Data excerpts:

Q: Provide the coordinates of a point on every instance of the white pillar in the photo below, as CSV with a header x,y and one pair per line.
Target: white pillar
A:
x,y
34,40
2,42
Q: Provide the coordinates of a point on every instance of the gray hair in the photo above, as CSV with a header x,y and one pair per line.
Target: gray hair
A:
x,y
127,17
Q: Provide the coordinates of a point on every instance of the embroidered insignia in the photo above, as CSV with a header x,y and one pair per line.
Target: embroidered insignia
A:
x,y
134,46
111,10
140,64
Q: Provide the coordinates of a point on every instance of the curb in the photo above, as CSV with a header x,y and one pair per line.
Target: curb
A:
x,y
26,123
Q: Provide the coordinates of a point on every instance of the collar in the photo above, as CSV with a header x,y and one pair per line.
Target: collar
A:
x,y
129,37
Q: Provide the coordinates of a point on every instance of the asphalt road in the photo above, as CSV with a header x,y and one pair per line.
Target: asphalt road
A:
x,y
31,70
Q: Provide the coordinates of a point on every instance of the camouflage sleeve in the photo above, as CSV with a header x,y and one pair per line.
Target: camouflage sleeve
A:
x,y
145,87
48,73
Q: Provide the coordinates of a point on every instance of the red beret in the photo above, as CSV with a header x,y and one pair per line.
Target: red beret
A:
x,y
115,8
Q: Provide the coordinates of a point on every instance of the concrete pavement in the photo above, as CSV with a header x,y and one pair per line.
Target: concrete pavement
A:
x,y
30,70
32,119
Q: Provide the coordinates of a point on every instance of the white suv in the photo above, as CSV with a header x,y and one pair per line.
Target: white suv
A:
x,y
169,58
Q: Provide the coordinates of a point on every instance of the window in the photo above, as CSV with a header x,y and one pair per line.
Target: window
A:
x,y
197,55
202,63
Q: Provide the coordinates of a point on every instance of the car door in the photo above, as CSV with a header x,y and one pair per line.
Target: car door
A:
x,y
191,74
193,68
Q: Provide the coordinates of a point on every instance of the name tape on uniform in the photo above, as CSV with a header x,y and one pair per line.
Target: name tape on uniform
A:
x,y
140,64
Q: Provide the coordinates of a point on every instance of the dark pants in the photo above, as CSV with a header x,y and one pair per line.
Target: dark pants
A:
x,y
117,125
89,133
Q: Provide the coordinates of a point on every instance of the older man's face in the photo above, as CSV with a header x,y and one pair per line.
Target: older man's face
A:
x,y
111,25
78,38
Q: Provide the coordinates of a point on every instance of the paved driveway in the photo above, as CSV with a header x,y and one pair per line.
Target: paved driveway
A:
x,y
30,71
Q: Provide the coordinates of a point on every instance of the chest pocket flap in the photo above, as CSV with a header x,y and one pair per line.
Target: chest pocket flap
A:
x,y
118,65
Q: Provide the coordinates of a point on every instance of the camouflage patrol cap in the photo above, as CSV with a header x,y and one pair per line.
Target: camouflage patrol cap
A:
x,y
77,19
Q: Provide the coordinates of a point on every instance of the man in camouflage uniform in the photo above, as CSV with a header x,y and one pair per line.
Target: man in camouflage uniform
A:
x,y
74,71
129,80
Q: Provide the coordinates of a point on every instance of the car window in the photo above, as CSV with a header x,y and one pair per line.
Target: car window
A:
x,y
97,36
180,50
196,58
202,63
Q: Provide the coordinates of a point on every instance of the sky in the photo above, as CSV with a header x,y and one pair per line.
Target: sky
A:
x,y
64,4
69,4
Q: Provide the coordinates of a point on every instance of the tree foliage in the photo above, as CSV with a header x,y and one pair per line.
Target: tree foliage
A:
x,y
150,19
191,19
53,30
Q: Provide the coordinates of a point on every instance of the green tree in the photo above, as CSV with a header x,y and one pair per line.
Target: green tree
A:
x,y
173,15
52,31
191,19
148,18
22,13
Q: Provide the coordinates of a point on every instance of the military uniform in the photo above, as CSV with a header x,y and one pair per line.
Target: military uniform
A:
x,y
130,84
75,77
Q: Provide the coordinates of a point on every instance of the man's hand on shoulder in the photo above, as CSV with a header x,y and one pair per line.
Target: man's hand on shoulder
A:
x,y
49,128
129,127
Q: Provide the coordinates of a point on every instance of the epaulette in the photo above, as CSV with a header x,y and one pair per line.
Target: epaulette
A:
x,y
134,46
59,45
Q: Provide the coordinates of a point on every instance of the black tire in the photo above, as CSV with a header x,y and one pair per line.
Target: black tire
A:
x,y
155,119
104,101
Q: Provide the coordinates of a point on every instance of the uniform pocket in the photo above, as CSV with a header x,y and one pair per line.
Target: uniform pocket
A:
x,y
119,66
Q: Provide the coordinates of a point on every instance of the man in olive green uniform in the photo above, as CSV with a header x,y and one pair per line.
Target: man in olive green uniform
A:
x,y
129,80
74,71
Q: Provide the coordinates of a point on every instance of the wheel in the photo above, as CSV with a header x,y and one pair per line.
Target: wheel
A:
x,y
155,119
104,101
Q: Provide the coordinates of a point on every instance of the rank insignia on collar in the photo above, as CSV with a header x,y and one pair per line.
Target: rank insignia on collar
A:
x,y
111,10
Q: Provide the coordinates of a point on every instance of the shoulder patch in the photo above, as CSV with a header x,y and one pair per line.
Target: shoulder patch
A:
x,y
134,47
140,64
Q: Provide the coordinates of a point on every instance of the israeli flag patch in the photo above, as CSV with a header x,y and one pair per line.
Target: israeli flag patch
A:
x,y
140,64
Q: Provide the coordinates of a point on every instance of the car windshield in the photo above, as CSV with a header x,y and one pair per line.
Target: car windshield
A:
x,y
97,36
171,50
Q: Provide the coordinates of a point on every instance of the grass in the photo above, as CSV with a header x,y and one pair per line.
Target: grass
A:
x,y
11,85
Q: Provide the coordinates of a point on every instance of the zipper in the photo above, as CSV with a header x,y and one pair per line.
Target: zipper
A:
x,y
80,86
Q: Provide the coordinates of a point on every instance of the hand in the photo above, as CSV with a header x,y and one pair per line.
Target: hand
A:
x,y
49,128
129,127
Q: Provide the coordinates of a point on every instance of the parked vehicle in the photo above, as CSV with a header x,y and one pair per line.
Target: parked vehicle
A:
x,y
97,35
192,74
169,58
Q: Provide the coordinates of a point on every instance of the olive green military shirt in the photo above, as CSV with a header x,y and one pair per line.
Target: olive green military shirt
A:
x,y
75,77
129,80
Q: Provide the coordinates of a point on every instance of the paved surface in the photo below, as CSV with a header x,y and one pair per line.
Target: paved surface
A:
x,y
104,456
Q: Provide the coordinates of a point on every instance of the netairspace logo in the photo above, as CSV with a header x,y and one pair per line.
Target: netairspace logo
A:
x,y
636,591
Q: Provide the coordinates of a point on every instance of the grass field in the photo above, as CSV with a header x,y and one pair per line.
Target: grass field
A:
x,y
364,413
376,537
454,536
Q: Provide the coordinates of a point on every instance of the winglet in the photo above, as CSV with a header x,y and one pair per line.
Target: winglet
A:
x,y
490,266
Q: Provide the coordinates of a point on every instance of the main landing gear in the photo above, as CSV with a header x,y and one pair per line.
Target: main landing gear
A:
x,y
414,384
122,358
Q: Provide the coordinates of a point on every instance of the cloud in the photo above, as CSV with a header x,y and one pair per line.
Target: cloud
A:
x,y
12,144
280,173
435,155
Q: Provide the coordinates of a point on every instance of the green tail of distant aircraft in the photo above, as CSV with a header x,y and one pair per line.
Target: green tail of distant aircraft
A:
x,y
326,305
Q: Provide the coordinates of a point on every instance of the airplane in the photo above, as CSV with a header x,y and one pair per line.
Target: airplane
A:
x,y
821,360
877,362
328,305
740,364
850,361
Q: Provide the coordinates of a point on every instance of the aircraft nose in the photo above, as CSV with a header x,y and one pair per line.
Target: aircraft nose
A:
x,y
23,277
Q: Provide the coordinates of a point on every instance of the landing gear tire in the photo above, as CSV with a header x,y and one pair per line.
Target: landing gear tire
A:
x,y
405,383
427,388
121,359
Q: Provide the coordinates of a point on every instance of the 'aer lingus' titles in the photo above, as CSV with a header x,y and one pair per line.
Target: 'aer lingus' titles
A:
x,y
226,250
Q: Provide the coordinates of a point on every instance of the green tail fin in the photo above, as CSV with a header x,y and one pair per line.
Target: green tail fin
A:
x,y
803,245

Requirement:
Using the material above, count the lines containing the word "chest". Reply with the number alone.

Answer to this problem:
2